On 15 August 1975, a few sacked army officers, disgruntled junior officers and NCOs secretly planned and assassinated President Sheikh Mujibur Rahman and his entire family at his personal residence in Dhanmondi, Dhaka, except for his two daughters (Sheikh Hasina and Sheikh Rehana) who were abroad studying in West Germany. Five of those responsible officers were executed in January 2010 while others are still absconding and are outside Bangladesh. After the assassination of Sheikh Mujibur Rahman, a new government, led by Khandkar Mushtaq Ahmed and supported by the coup plotters, was set in place. Khandakar Mushtaq passed the Indemnity Ordinance which provided immunity to the assassins of Sheikh Mujibur Rahman.

Three months later on 3 November 1975, several senior officers and NCOs led by Maj. Gen. Khaled Mosharraf and Colonel Shafaat Jamil led their own forces to remove Khandakar Mushtaq's government from power who they believed was an unlawful government in the first place. That same day the same group of disgruntled army personnel who assassinated Sheikh Mujib and had jailed politicians involved with the Bangladesh Liberation war, assassinated Syed Nazrul Islam, Tajuddin Ahmed, Muhammad Mansur Ali and AHM Qamaruzzaman in Dhaka Central Jail. Chief of Army Staff, Major General Ziaur Rahman was placed under house arrest.
§
● Your objective
According to the text on the 1975 coups in Bangladesh, who led the new government set in place after the assassination of Sheikh Mujibur Rahman?

Items from a dataset
§
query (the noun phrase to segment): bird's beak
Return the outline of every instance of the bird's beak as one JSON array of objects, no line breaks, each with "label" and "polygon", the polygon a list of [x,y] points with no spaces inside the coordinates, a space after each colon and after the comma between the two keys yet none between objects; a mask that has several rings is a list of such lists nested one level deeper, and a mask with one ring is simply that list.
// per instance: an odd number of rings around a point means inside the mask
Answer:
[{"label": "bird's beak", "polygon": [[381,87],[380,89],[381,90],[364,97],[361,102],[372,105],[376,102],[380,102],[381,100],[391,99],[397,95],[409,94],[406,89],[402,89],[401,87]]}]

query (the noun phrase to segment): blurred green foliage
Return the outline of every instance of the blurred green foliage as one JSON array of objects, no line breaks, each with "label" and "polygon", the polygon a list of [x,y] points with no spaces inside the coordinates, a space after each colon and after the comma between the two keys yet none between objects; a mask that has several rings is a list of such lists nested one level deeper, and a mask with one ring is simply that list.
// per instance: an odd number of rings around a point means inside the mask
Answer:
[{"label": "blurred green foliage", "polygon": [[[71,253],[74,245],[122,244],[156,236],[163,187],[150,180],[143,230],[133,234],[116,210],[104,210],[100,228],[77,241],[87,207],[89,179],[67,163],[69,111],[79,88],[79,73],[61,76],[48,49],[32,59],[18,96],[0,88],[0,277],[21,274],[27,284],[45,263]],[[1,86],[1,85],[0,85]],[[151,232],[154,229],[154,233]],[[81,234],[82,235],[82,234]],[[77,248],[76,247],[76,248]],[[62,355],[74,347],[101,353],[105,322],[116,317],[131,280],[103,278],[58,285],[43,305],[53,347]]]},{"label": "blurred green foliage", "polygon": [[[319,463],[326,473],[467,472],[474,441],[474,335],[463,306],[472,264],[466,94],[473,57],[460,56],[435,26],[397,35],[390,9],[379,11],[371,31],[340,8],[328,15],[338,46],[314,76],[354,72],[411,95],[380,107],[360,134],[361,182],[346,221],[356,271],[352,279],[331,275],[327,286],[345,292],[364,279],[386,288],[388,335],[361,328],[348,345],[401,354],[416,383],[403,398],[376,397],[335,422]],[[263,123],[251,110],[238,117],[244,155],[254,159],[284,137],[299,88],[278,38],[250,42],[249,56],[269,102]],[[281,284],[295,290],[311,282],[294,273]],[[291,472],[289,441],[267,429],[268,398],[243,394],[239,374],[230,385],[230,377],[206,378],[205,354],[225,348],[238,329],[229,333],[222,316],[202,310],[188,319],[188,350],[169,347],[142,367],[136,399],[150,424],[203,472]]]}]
§
● Answer to this problem
Khandkar Mushtaq Ahmed, supported by the coup plotters.